== THE INPUT
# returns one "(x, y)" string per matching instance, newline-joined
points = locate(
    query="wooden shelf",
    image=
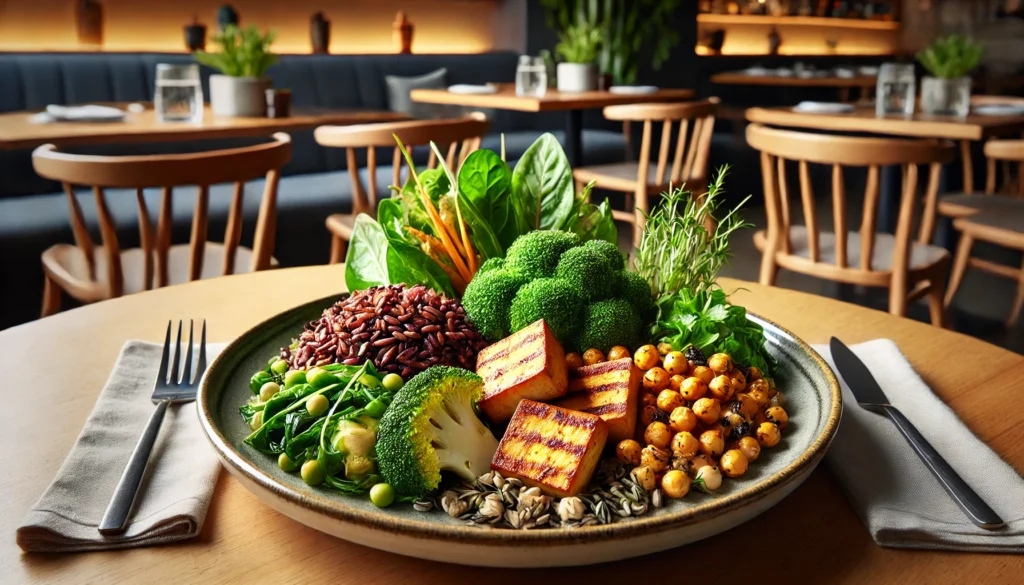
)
(798, 22)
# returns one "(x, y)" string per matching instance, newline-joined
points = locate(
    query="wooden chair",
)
(994, 219)
(909, 268)
(90, 273)
(459, 136)
(637, 179)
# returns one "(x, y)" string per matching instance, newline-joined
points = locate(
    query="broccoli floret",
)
(608, 323)
(554, 300)
(636, 289)
(536, 254)
(431, 426)
(610, 252)
(487, 299)
(491, 264)
(587, 270)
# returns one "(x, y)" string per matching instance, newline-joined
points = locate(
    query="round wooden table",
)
(55, 368)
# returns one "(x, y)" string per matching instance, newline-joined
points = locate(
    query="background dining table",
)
(553, 100)
(56, 367)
====
-- REQUIREMENTS --
Can you reproduce the listing above with every "locate" replaced by "find_points" and nothing else changed? Leave the pictures out of your version.

-- CORRECT RESPONSE --
# returns one "(x, y)" string per matching instance, newline-joined
points = find_points(
    query="wooden shelf",
    image=
)
(798, 22)
# returns one "(x, y)" string per matching instance, newline-joined
points = find_points(
    query="wooden chair",
)
(994, 219)
(909, 268)
(90, 273)
(459, 136)
(637, 179)
# returns one "(x, y)" string per matching instance, newline-joined
points = find_points(
    query="broccoli floret",
)
(608, 323)
(554, 300)
(636, 289)
(536, 254)
(431, 426)
(610, 252)
(487, 299)
(491, 264)
(587, 270)
# returns one "(x, y)" string per matching instance, newline-joined
points = find_points(
    query="round wooden table",
)
(55, 368)
# returns one "(x, y)" string per matching instance, newline-joined
points = find_points(
    query="background dining table",
)
(553, 100)
(56, 367)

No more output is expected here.